#### Exercise aim
Reproduce every one of the lines below word for word, leaving out the picture.
──────── Excerpted data
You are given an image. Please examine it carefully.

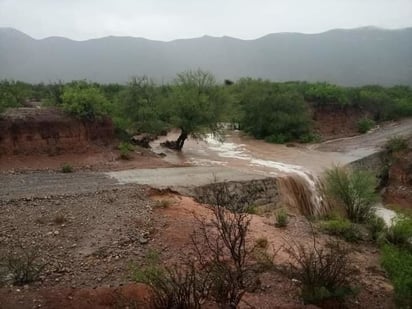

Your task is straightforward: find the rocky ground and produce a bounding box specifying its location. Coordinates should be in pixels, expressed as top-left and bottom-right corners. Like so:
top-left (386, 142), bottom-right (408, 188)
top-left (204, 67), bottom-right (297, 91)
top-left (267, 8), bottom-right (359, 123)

top-left (0, 186), bottom-right (392, 308)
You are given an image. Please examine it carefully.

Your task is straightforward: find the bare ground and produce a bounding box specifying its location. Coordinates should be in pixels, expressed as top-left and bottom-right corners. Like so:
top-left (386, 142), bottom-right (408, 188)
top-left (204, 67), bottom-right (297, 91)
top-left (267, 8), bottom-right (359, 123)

top-left (0, 190), bottom-right (393, 309)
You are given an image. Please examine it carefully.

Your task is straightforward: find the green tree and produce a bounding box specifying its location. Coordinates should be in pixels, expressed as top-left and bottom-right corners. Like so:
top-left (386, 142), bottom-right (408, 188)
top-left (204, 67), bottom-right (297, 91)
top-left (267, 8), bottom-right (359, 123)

top-left (61, 81), bottom-right (110, 121)
top-left (305, 83), bottom-right (349, 107)
top-left (116, 76), bottom-right (167, 134)
top-left (0, 80), bottom-right (31, 113)
top-left (167, 70), bottom-right (226, 150)
top-left (238, 79), bottom-right (311, 143)
top-left (323, 167), bottom-right (378, 223)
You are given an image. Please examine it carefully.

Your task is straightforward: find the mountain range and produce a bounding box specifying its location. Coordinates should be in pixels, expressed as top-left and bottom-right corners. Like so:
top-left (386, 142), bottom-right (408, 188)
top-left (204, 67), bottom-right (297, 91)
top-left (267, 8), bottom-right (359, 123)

top-left (0, 27), bottom-right (412, 86)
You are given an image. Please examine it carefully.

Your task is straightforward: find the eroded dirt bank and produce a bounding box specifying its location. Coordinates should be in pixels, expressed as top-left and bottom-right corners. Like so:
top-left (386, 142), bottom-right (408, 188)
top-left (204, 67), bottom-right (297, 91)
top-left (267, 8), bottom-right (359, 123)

top-left (0, 186), bottom-right (392, 309)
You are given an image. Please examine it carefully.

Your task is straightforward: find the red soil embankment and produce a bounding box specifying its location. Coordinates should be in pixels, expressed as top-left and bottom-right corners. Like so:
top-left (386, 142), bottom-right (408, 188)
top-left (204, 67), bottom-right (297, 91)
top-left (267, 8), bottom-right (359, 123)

top-left (0, 108), bottom-right (114, 155)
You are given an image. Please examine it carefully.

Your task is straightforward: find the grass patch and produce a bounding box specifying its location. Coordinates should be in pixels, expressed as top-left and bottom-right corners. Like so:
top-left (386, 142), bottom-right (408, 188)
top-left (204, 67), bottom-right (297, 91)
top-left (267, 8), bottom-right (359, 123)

top-left (320, 218), bottom-right (361, 242)
top-left (385, 136), bottom-right (408, 153)
top-left (61, 163), bottom-right (74, 173)
top-left (358, 117), bottom-right (376, 134)
top-left (154, 200), bottom-right (172, 208)
top-left (53, 214), bottom-right (67, 224)
top-left (381, 245), bottom-right (412, 308)
top-left (0, 246), bottom-right (46, 285)
top-left (275, 209), bottom-right (289, 227)
top-left (386, 216), bottom-right (412, 252)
────────────────
#### Answer to this task
You are given an image. Please examine it carefully.


Your task is straightforward: find the rocky ground and produce a bounding box specifying its location. Coordinates should be in pixels, expressed as top-left and bottom-right corners. Like so:
top-left (386, 142), bottom-right (408, 188)
top-left (204, 67), bottom-right (297, 91)
top-left (267, 8), bottom-right (359, 123)

top-left (0, 186), bottom-right (392, 308)
You are given an image. Please examine it carefully.

Your task is straightforward: find the bare ground and produce a bounding box specifying its location. Coordinates should be in pixels, expressed as top-left and bottom-right corners. Like so:
top-left (386, 142), bottom-right (408, 188)
top-left (204, 67), bottom-right (297, 91)
top-left (267, 8), bottom-right (359, 123)

top-left (0, 190), bottom-right (393, 309)
You are given an image. Please examine it carefully.

Your task is straightforward: find the green tree and produce a bounding box specifying its location. Coordinates should be in pixels, expressed as top-left and bottom-right corners. Like so:
top-left (386, 142), bottom-right (408, 188)
top-left (204, 67), bottom-right (297, 91)
top-left (267, 8), bottom-right (359, 123)

top-left (61, 81), bottom-right (110, 121)
top-left (305, 83), bottom-right (349, 107)
top-left (116, 76), bottom-right (167, 134)
top-left (0, 80), bottom-right (31, 113)
top-left (167, 70), bottom-right (226, 150)
top-left (238, 79), bottom-right (311, 143)
top-left (323, 167), bottom-right (378, 223)
You are given an image. Please examine it carefully.

Your task is straightforward: find the mountain range and produce a bounding box specifying its location. Coordinates should be in pixels, expressed as top-left and bottom-right corners. Like so:
top-left (386, 142), bottom-right (408, 188)
top-left (204, 67), bottom-right (297, 91)
top-left (267, 8), bottom-right (359, 123)

top-left (0, 27), bottom-right (412, 86)
You are given an image. Please examine it carefully.

Your task is straightforward: find the eroded dirt bank and produce a bounding box specifying its location. Coordinates should be in pixels, expressed as top-left and bottom-right corners. Like so:
top-left (386, 142), bottom-right (408, 188)
top-left (204, 67), bottom-right (297, 91)
top-left (267, 8), bottom-right (359, 123)

top-left (0, 186), bottom-right (392, 309)
You are given an image. Please examine it carefully.

Your task is straightforward: find the red soil embankment and produce a bounding box specifying its location. Coordinates should be in pixels, expressed as top-left and bottom-right corners. Like so:
top-left (386, 142), bottom-right (408, 188)
top-left (204, 67), bottom-right (297, 91)
top-left (267, 8), bottom-right (359, 123)

top-left (0, 108), bottom-right (114, 155)
You are given an image. Please examine it carefully.

Your task is straightforward: find the grass patch and produce a bounding box specifying its location. Coordinates should be in pixels, expressed as top-left and bottom-right corners. Like so:
top-left (386, 142), bottom-right (408, 188)
top-left (204, 67), bottom-right (297, 91)
top-left (267, 8), bottom-right (359, 123)

top-left (320, 218), bottom-right (361, 242)
top-left (385, 136), bottom-right (408, 153)
top-left (61, 163), bottom-right (74, 173)
top-left (358, 117), bottom-right (376, 134)
top-left (154, 200), bottom-right (172, 208)
top-left (53, 214), bottom-right (67, 224)
top-left (381, 245), bottom-right (412, 308)
top-left (0, 246), bottom-right (46, 285)
top-left (275, 209), bottom-right (289, 227)
top-left (386, 216), bottom-right (412, 252)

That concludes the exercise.